Stated exercise>
Reproduce every line of the items below verbatim, leaving the pictures out of your answer.

Task inputs>
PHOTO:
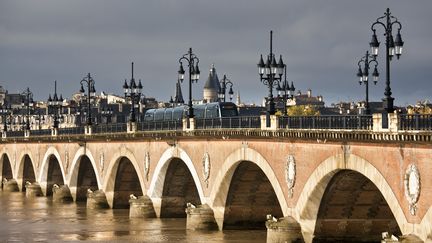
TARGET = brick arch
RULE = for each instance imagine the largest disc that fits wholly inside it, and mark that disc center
(110, 176)
(2, 156)
(307, 206)
(74, 170)
(156, 187)
(20, 172)
(43, 171)
(220, 188)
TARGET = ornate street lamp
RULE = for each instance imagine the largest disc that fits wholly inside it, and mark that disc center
(285, 91)
(133, 92)
(194, 73)
(270, 74)
(107, 112)
(393, 47)
(91, 94)
(222, 90)
(28, 103)
(364, 75)
(55, 103)
(4, 110)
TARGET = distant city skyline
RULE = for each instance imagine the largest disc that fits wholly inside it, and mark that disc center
(321, 43)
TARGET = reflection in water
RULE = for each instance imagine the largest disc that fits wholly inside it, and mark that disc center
(40, 220)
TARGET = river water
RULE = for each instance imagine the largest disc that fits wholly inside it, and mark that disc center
(40, 220)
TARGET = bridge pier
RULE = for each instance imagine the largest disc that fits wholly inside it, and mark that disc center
(61, 193)
(285, 229)
(141, 207)
(96, 199)
(33, 190)
(200, 217)
(10, 185)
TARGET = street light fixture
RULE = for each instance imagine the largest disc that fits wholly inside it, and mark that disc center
(28, 103)
(364, 75)
(192, 61)
(270, 74)
(222, 90)
(285, 90)
(91, 94)
(55, 103)
(4, 110)
(133, 92)
(392, 48)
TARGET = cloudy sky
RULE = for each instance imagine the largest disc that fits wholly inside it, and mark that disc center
(321, 42)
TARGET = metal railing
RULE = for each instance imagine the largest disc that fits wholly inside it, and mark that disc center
(160, 125)
(363, 122)
(15, 133)
(229, 122)
(109, 128)
(71, 130)
(40, 132)
(414, 122)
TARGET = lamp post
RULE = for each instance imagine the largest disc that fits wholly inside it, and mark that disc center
(287, 90)
(133, 92)
(364, 75)
(222, 90)
(55, 104)
(393, 47)
(91, 93)
(28, 103)
(194, 73)
(270, 73)
(4, 110)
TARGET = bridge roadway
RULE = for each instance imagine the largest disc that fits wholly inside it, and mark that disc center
(321, 184)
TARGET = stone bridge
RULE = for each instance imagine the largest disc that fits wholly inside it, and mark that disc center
(309, 184)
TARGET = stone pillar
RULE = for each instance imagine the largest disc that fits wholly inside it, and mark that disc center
(131, 127)
(285, 229)
(96, 199)
(141, 207)
(10, 185)
(33, 189)
(61, 193)
(200, 217)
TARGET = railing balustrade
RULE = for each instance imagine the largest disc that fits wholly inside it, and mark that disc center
(414, 122)
(361, 122)
(40, 132)
(229, 122)
(160, 125)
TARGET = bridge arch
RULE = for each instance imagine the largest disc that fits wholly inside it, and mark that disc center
(26, 170)
(51, 153)
(308, 204)
(111, 173)
(156, 188)
(6, 168)
(221, 184)
(74, 170)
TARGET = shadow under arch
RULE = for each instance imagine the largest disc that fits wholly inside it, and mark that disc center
(223, 179)
(5, 168)
(308, 203)
(52, 169)
(83, 174)
(157, 184)
(26, 171)
(120, 162)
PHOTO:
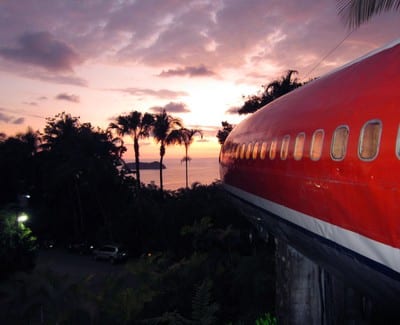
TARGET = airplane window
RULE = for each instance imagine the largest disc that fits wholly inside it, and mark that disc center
(398, 144)
(242, 150)
(237, 151)
(299, 146)
(272, 150)
(285, 147)
(339, 142)
(316, 145)
(255, 150)
(263, 151)
(368, 145)
(249, 150)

Solution for this task>
PHOTO:
TARGET = brick arch
RULE = for each instance imagine the largest disc that fits wholly inside it, and mark that disc center
(110, 176)
(2, 156)
(307, 206)
(74, 170)
(156, 187)
(20, 172)
(43, 171)
(220, 188)
TARGET = ornate street lamp
RULE = for each instance imagine the largest disc that fits wholly inside it, and mark that disc center
(285, 91)
(133, 92)
(194, 73)
(270, 74)
(107, 112)
(393, 47)
(91, 94)
(222, 90)
(28, 103)
(364, 75)
(55, 103)
(4, 110)
TARGET = distant city skyline
RULE = for each instance imagine the largest disc that fits wholly inside it, and mark that disc center
(321, 43)
TARGET = reflection in water
RULE = for each instance imagine the largest disc that fits wholly inside it, and mark that disc center
(40, 220)
TARGET = river water
RULE = for each instance imagine the largest disc that fits wholly inside it, and mark that disc center
(40, 220)
TARGET = bridge pier
RULE = for each instance imagine the largest disc that fits wholly inside it, and mark that disc center
(61, 193)
(285, 229)
(141, 207)
(96, 199)
(33, 190)
(200, 217)
(10, 185)
TARGET = street light fixture
RULE = for each instance imagine the largest disc that fits wholly inside it, and mark that disc center
(28, 103)
(364, 75)
(192, 61)
(270, 74)
(222, 90)
(285, 90)
(91, 94)
(55, 103)
(4, 110)
(133, 92)
(392, 48)
TARGET = cloudy sky
RULE = for each instance imagine the largest disc that fits wholly inside it, and mark that disc center
(321, 42)
TARGET = metal railing
RULE = for each instance imagine the largest disc that fits wholly inside it, and mark that disc center
(160, 125)
(363, 122)
(15, 133)
(229, 122)
(109, 128)
(71, 130)
(40, 132)
(414, 122)
TARGET = lamp post
RULE = for each instance imagine the largest disc that fits wholly inside it, and mark that disc center
(287, 90)
(133, 92)
(364, 75)
(222, 90)
(55, 104)
(393, 47)
(91, 93)
(28, 103)
(194, 73)
(270, 73)
(4, 110)
TARGET = bridge roadway
RULE = for each instance imagine the largest disc that fits wholly inside it, and mark that disc center
(321, 184)
TARGET = stone bridge
RULE = for each instance imagine the largest disc that fits wholly inside it, and mark that disc center
(309, 184)
TARGET = stone pillar
RULE = for each instance imagine the largest disc that fits wholly inside it, and mark that disc center
(131, 127)
(285, 229)
(96, 199)
(141, 207)
(10, 185)
(33, 189)
(61, 193)
(200, 217)
TARGET = railing balustrade
RULE = for each instance imagine the largest disc that fits wholly inside it, and mark that disc center
(414, 122)
(361, 122)
(40, 132)
(229, 122)
(160, 125)
TARGET = bridge arch
RULE = for each instance imagine the largest disc that fits wholly inside it, and mark that disc center
(26, 170)
(51, 153)
(308, 204)
(111, 173)
(156, 188)
(6, 168)
(221, 184)
(74, 170)
TARGET = shadow under arch
RULE = for each instance imagine the largest disc that fits wholly inside it, and mark that disc center
(223, 179)
(5, 168)
(308, 203)
(52, 169)
(83, 174)
(157, 184)
(26, 171)
(120, 162)
PHOTO:
TARGET = airplane window
RULE = for each instance imagine the largest disc that fits wholly inside it, and mark that disc center
(398, 144)
(242, 150)
(237, 151)
(299, 146)
(272, 150)
(285, 147)
(339, 142)
(316, 145)
(255, 150)
(263, 151)
(368, 145)
(249, 150)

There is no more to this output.